→ Extract to read

Split guests into teams of two or three and hand each team a roll of toilet paper or white crepe paper. First team to fully wrap one member into a mummy — face mostly visible, no major gaps — wins. It’s fast, it’s loud, and it needs zero printed materials, which makes it the easiest game on this list to throw together last-minute.

Budget two rolls of toilet paper per team and you’re set; total cost is usually under $10 even for a dozen guests.

6. Guess the Candy in the Diaper

Melt or mash a different candy into each of six numbered diapers, then have guests guess what’s inside by sight and smell alone. It’s a Halloween-flavored update on the classic “melted candy bar” diaper game, and the candy element fits the season without needing any extra props.

Keep a tally sheet by the diapers so people can write down guesses as they go instead of holding up a line.

7. Witch Hat Ring Toss

Set three or four witch hats (or orange traffic cones if you’re improvising) at varying distances and let guests toss glow-in-the-dark rings or plastic bracelets to land on the points. Give three tosses per turn and keep score on a small chalkboard nearby.

This one works especially well for a shower with a wide age range, since kids and adults can both play without any awkward adjustment to the rules.

8. Pumpkin Decorating Station

Set out a stack of small pumpkins (the $2–$4 mini ones, not full-size) along with paint, markers, googly eyes, and glue. Guests decorate one each during a slow stretch of the party — usually right after gifts are opened — and take them home afterward.

This doubles as a quiet activity for guests who aren’t into competitive games, and it gives everyone a tangible souvenir without you having to buy separate favors.

Food and Drink With Real Halloween Flavor

The easiest way to theme a menu without hiring a caterer is picking three or four dishes that rename or reshape something you’d serve anyway.

9. Mummy Hot Dogs

Wrap mini hot dogs in strips of crescent roll dough, leaving a small gap near the top, then bake until golden. Two dots of mustard finish the “eyes.” They take about 20 minutes start to finish and disappear fast at any party with kids in attendance.

One package of hot dogs and one tube of crescent dough makes roughly 12–14 mummies, enough for a small gathering without leftovers going to waste.

10. Pumpkin Deviled Eggs

A drop of orange food coloring in the yolk filling, piped into the egg white in the usual swirl, with a tiny chive stem on top turns standard deviled eggs into mini pumpkins. They taste exactly the same — the only change is five minutes of extra prep for the coloring and stems.

A dozen eggs yields 24 halves, which comfortably covers a party of 15–20 guests alongside other appetizers.

11. Spider Web Dip

Any layered dip — seven-layer, spinach artichoke, even a simple sour cream and onion dip — gets a quick web pattern piped on top in sour cream, then dragged into a spiral with a toothpick from the center outward. Add a couple of plastic spider rings around the bowl for the final touch.

→ Material for this exercise
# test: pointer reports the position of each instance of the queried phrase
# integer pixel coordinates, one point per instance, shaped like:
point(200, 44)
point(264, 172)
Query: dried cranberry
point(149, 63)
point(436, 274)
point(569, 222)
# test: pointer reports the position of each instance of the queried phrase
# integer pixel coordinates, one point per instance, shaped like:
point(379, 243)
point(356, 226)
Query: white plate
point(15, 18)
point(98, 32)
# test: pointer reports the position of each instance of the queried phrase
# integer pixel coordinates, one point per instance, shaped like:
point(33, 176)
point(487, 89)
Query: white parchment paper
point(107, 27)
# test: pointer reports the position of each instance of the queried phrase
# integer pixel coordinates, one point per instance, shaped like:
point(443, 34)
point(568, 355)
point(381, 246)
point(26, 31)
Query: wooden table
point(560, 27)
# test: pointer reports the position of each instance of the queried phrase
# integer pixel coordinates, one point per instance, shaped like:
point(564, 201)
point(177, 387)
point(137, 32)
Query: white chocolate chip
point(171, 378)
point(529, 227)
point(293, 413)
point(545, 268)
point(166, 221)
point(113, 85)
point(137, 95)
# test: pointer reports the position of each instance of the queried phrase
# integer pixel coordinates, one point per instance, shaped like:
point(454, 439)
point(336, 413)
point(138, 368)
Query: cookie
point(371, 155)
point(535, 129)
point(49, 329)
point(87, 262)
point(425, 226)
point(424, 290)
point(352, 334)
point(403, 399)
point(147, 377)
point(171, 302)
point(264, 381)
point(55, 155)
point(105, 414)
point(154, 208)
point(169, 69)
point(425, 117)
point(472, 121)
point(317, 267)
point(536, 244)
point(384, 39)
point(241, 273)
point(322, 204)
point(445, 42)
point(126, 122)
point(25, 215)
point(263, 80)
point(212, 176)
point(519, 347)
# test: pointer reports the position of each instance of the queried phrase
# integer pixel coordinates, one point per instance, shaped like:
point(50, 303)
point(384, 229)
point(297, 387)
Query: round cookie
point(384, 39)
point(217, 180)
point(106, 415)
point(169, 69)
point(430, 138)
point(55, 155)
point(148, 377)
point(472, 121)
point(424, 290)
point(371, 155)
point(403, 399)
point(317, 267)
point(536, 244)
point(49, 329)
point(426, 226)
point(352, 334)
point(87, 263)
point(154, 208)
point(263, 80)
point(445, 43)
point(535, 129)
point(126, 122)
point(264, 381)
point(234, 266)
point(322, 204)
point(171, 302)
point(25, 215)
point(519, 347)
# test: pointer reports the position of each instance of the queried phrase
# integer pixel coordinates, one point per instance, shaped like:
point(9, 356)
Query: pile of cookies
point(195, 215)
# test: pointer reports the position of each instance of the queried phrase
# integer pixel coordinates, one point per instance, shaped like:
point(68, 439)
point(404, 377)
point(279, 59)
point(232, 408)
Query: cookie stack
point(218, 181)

→ Given task 1
List every numbered heading in the Halloween party ideas text, keeping its number.
→ Given task 2
Retype everything in the rows from their first line down to the line containing "point(569, 222)", including both of those lines.
The text and the rows are unrelated to each other.

→ Task result 1
6. Guess the Candy in the Diaper
7. Witch Hat Ring Toss
8. Pumpkin Decorating Station
9. Mummy Hot Dogs
10. Pumpkin Deviled Eggs
11. Spider Web Dip

→ Task result 2
# test: pointer reports the position of each instance of the queried phrase
# integer pixel coordinates, one point per instance, shaped like:
point(200, 44)
point(264, 172)
Query: dried cranberry
point(149, 63)
point(436, 274)
point(569, 222)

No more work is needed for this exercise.